• [Teks untuk Analisis]
----------------------------------------

Bisnis.com, JAKARTA - Badan Pusat Statistik (BPS) merilis pertumbuhan industri tekstil dan pakaian jadi sepanjang 2022 sebesar 9,34 persen.
Pengamat dari Institute for Development of Economics and Finance (INDEF) Andry Satrio menyebutkan, dalam kenaikan ini, pemerintah tidak perlu berbangga dengan hasil perbaikan untuk industri tekstil dan produk tekstil (TPT), lantaran perbaikan tersebut menurutnya belum cukup masif.
“Pemerintah juga masih perlu berhati-hati, jangan sampai industri TPT yang tumbuh tinggi ini, diterjemahkan karena adanya perbaikan yang cukup masif,” tutur Andry saat dihubungi Bisnis pada Rabu (8/2/2023).
Menurut Andry, pertumbuhan industri tekstil dan pakaian jadi yang dirilis BPS sebesar 9,34 persen dapat terjadi lantaran tahun sebelumnya masih dalam situasi pandemi Covid-19 yang membuat industri ini tidak bertumbuh optimal.
“Kita lihat memang cenderung kinerja hingga 9,34 persen ini dikarenakan low base effect yang terjadi ketika tahun 2021, di mana pada tahun 2021 kinerja industri ini kan masih negatif ya,” jelas Andry.
Andry mengungkapkan pemerintah memang melakukan berbagai cara untuk memulihkan perekonomian nasional pasca pandemi Covid-19. Tetapi, menurutnya, perbaikan yang dilakukan pemerintah ini belum mengantarkan industri TPT pada kondisi pasca pandemi yang seharusnya.

----------------------------------------

• [Data yang Diberikan]
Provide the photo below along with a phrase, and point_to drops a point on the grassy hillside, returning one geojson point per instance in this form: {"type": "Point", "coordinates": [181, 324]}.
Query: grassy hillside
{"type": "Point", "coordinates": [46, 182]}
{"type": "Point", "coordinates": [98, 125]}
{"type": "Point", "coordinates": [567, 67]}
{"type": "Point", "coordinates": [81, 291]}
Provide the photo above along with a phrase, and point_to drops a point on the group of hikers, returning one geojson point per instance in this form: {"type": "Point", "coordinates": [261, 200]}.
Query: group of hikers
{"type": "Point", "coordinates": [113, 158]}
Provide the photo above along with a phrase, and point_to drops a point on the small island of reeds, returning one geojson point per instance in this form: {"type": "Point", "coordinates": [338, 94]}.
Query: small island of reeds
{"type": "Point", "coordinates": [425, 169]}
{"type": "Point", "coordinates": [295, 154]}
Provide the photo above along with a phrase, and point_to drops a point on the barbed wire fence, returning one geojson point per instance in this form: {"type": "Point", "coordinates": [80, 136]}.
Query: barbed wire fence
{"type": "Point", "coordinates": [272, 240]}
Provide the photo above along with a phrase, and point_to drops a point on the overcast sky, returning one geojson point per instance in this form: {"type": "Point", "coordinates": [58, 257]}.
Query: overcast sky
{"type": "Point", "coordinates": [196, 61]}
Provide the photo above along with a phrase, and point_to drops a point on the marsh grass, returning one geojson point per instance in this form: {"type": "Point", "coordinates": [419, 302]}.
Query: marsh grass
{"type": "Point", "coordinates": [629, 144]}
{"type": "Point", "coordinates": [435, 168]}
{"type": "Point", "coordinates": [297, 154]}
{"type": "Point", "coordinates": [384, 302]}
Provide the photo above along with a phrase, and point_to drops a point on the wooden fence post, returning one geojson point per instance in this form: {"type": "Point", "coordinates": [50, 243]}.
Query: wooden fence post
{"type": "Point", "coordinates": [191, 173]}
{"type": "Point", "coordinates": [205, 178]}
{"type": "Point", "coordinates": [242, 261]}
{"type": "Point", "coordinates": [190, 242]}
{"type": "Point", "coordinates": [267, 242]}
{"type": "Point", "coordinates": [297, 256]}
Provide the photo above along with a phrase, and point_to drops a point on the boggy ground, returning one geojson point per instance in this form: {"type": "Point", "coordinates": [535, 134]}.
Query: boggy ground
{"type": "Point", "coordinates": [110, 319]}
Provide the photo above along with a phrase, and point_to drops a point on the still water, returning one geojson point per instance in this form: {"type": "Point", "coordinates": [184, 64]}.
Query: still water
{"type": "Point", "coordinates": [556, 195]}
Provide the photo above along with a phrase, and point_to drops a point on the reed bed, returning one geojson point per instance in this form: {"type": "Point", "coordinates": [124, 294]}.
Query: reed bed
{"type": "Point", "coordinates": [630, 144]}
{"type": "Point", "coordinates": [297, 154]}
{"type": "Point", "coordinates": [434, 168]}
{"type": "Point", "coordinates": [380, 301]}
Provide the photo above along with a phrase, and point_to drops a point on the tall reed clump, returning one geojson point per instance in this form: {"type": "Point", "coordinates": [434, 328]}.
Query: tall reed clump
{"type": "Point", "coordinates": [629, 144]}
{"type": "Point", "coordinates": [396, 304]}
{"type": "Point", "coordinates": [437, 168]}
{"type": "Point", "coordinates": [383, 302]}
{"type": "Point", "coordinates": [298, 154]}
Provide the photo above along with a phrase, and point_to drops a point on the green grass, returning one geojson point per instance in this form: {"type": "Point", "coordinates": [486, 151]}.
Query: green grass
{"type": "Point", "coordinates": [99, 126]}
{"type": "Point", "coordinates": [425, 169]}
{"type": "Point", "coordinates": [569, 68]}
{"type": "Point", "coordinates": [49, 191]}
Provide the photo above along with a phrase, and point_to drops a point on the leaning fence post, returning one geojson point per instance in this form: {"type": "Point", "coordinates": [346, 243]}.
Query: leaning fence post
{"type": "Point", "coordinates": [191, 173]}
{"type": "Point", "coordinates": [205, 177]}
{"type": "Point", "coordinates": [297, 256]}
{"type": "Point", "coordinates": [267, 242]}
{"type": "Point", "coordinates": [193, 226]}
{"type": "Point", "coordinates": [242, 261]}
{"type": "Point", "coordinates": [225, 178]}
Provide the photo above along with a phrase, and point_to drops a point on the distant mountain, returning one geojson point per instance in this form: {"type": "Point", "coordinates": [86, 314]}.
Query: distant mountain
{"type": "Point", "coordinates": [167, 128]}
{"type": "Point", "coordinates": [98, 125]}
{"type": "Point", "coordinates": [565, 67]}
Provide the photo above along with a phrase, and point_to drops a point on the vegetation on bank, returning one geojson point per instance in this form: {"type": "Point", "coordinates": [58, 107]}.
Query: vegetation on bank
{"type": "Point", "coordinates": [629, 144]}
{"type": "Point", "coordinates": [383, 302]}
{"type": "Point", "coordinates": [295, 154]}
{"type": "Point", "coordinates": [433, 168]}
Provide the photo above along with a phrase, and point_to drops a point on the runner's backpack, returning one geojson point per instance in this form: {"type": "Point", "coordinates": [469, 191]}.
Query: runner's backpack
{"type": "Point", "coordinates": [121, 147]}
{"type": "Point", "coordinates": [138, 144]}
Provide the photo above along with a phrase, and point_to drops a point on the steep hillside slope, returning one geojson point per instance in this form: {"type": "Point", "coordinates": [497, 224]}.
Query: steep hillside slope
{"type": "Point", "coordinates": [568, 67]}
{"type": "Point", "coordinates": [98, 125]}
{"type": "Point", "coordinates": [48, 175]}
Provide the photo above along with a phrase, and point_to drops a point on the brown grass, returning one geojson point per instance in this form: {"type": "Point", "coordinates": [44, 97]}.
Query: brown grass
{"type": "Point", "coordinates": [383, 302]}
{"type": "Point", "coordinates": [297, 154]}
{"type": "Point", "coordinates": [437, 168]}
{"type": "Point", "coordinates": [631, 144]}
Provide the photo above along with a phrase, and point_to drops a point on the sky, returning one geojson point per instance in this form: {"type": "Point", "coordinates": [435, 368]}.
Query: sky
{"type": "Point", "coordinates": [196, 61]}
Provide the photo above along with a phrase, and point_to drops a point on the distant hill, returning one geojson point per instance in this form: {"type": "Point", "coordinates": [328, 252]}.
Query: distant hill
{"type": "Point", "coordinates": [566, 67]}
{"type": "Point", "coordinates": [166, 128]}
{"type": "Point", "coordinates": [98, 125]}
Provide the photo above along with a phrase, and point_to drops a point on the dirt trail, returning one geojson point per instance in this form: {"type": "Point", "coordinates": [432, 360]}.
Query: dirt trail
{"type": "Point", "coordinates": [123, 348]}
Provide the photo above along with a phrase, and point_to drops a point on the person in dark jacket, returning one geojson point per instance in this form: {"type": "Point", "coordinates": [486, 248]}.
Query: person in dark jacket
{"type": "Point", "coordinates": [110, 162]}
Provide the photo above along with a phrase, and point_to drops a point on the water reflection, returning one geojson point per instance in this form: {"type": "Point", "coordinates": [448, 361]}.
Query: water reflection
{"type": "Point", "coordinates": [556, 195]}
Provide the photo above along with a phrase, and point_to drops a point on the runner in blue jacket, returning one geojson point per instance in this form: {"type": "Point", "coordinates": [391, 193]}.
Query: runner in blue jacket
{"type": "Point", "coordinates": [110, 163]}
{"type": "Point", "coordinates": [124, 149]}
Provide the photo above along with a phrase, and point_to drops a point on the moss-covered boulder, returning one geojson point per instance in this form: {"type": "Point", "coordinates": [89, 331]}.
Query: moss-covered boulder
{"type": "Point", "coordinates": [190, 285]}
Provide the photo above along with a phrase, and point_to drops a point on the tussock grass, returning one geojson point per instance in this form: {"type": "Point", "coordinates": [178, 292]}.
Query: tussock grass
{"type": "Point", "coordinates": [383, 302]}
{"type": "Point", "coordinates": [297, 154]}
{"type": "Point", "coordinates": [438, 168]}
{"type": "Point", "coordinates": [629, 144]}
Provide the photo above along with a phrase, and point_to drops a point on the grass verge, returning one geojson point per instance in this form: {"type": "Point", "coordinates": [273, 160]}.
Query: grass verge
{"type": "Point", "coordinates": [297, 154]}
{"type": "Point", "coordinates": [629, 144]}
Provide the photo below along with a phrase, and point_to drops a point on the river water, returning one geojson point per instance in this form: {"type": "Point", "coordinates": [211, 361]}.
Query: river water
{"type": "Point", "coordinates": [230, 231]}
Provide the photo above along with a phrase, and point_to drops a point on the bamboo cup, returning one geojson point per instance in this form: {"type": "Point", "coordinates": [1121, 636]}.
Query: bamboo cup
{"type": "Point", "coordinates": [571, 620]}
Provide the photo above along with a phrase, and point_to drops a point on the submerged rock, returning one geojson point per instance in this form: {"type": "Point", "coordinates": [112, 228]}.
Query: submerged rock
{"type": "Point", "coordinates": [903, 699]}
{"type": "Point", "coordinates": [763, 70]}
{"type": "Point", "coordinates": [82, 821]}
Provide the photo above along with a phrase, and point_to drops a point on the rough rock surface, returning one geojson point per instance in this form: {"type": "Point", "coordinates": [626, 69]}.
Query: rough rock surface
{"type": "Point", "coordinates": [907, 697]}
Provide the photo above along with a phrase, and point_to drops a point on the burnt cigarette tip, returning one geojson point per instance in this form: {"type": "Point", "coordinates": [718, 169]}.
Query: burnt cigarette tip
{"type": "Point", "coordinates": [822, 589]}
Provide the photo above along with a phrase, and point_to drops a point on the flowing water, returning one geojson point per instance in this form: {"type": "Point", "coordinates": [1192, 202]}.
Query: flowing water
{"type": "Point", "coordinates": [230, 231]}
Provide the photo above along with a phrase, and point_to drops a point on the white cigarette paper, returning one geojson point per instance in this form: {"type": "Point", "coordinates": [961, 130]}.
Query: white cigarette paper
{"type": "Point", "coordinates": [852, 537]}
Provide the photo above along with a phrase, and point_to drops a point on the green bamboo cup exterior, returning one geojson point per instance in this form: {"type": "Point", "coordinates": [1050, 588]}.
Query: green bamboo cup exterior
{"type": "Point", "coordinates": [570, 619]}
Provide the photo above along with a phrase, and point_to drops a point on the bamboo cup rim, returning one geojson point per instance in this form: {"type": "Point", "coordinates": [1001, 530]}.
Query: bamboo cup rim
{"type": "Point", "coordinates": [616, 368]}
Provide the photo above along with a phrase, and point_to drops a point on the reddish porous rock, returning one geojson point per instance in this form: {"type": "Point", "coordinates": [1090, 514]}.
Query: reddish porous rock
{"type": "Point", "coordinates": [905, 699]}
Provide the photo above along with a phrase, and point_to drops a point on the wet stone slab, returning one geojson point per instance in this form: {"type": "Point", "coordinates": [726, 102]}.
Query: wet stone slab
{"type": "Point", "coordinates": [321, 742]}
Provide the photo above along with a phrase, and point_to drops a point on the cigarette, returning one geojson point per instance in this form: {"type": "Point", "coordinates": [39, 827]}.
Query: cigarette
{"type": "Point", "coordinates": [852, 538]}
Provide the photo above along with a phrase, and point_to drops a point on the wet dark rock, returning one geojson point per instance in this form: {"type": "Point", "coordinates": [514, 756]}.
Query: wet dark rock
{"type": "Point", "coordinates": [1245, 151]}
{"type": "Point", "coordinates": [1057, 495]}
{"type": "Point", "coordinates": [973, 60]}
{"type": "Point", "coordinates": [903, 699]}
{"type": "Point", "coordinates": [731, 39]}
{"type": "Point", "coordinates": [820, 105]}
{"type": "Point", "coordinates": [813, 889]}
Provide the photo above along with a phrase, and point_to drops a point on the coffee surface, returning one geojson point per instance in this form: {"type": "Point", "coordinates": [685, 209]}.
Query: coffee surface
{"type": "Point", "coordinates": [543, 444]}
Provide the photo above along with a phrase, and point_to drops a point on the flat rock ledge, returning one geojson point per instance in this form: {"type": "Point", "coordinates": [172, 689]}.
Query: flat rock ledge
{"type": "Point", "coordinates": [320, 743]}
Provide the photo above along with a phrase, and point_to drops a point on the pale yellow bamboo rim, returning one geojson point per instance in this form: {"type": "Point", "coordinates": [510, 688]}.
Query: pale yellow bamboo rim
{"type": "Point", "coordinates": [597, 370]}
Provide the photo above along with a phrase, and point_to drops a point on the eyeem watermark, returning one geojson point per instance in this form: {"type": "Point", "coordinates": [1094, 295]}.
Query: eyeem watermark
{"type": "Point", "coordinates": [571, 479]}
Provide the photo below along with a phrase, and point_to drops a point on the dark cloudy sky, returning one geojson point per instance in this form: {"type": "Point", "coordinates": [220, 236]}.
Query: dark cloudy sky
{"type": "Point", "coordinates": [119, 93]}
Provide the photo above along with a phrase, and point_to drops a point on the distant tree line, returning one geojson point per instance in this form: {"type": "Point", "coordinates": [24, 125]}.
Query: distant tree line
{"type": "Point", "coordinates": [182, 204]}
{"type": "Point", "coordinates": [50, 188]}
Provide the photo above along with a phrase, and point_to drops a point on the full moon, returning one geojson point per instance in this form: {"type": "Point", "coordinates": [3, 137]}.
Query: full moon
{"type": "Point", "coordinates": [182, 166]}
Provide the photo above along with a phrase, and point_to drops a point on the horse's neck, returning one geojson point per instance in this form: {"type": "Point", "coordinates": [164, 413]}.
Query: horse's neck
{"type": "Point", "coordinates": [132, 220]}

----------------------------------------

• [Butir Tugas 1]
Dalam teks tentang industri tekstil, berapa pertumbuhan industri tekstil dan pakaian jadi sepanjang 2022 yang dirilis BPS?
• [Butir Tugas 2]
Salin dengan tepat bagian teks tentang industri tekstil dari "Bisnis.com, JAKARTA - Badan" sampai "tidak bertumbuh optimal.".
Daftar tidak berperan apa pun dalam pengerjaan ini.

• [Hasil yang Diharapkan 1]
9,34 persen.

• [Hasil yang Diharapkan 2]
Bisnis.com, JAKARTA - Badan Pusat Statistik (BPS) merilis pertumbuhan industri tekstil dan pakaian jadi sepanjang 2022 sebesar 9,34 persen.
Pengamat dari Institute for Development of Economics and Finance (INDEF) Andry Satrio menyebutkan, dalam kenaikan ini, pemerintah tidak perlu berbangga dengan hasil perbaikan untuk industri tekstil dan produk tekstil (TPT), lantaran perbaikan tersebut menurutnya belum cukup masif.
“Pemerintah juga masih perlu berhati-hati, jangan sampai industri TPT yang tumbuh tinggi ini, diterjemahkan karena adanya perbaikan yang cukup masif,” tutur Andry saat dihubungi Bisnis pada Rabu (8/2/2023).
Menurut Andry, pertumbuhan industri tekstil dan pakaian jadi yang dirilis BPS sebesar 9,34 persen dapat terjadi lantaran tahun sebelumnya masih dalam situasi pandemi Covid-19 yang membuat industri ini tidak bertumbuh optimal.